### TAREFAS A CUMPRIR
a. Por favor, copie sem alterações o trecho do texto sobre o Nubank que começa em "Durante anos, a" e termina em "regulatórios e fiscais.".
b. De acordo com o texto sobre o Nubank, que tributos as Ilhas Cayman não cobram?

### TEXTO DA PÁGINA
+++++

As Ilhas Cayman não cobram impostos corporativos, tampouco tributos sobre ganhos de capital ou dividendos, o que representa uma economia significativa para empresas ali registradas. De fato, ao incorporar-se offshore, usufruindo de alíquotas reduzidas e sigilo jurídico, o Nubank seguiu as regras do jogo global e pôde reinvestir mais recursos em sua expansão – mas escancarou as disparidades tributárias em relação a competidores locais.[7]

Durante anos, a fintech pagou proporcionalmente menos impostos no Brasil do que bancos tradicionais, aproveitando brechas legais. Esse arranjo gerou críticas de que o Nubank estaria "arbitrando" entre jurisdições para driblar obrigações: instalou sua holding num paraíso fiscal, operou no Brasil sob autorização especial de capital estrangeiro, e manteve seus funcionários fora da convenção coletiva bancária (logo, sem direitos trabalhistas equiparáveis aos dos bancários). Internamente, o Nubank mantém uma estrutura fragmentada de entidades legais: Nubank Brasil, Nu México, Nu Colômbia, entre outras, cada uma operando sob diferentes regimes regulatórios e fiscais.

+++++

### MATERIAL FORNECIDO
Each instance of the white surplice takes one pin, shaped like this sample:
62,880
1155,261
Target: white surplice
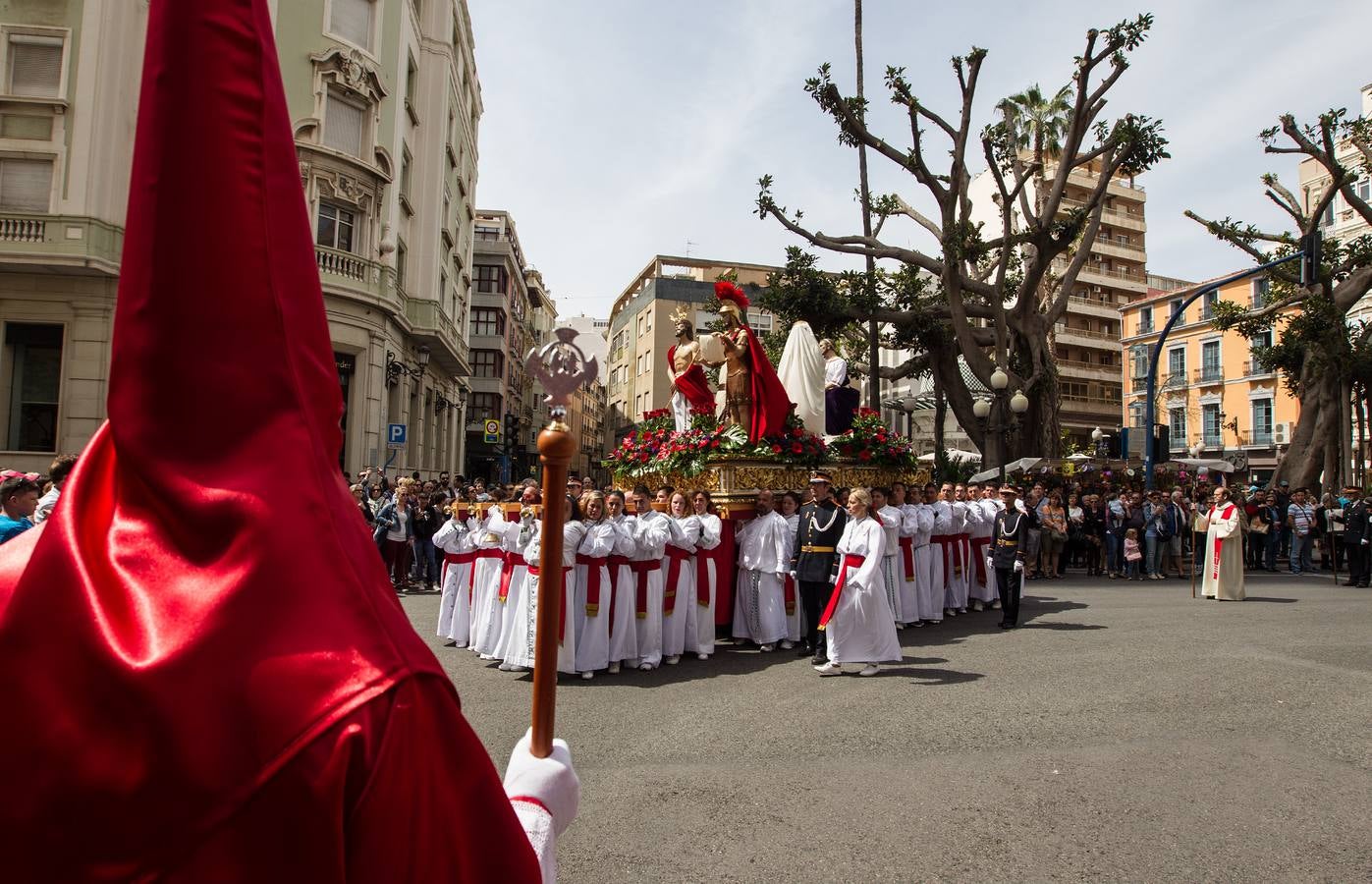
593,628
862,628
1224,580
763,560
684,532
455,608
623,633
700,629
650,532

+++++

### RESPOSTAS POR TAREFA
a.
Durante anos, a fintech pagou proporcionalmente menos impostos no Brasil do que bancos tradicionais, aproveitando brechas legais. Esse arranjo gerou críticas de que o Nubank estaria "arbitrando" entre jurisdições para driblar obrigações: instalou sua holding num paraíso fiscal, operou no Brasil sob autorização especial de capital estrangeiro, e manteve seus funcionários fora da convenção coletiva bancária (logo, sem direitos trabalhistas equiparáveis aos dos bancários). Internamente, o Nubank mantém uma estrutura fragmentada de entidades legais: Nubank Brasil, Nu México, Nu Colômbia, entre outras, cada uma operando sob diferentes regimes regulatórios e fiscais.

b. Impostos corporativos e tributos sobre ganhos de capital ou dividendos.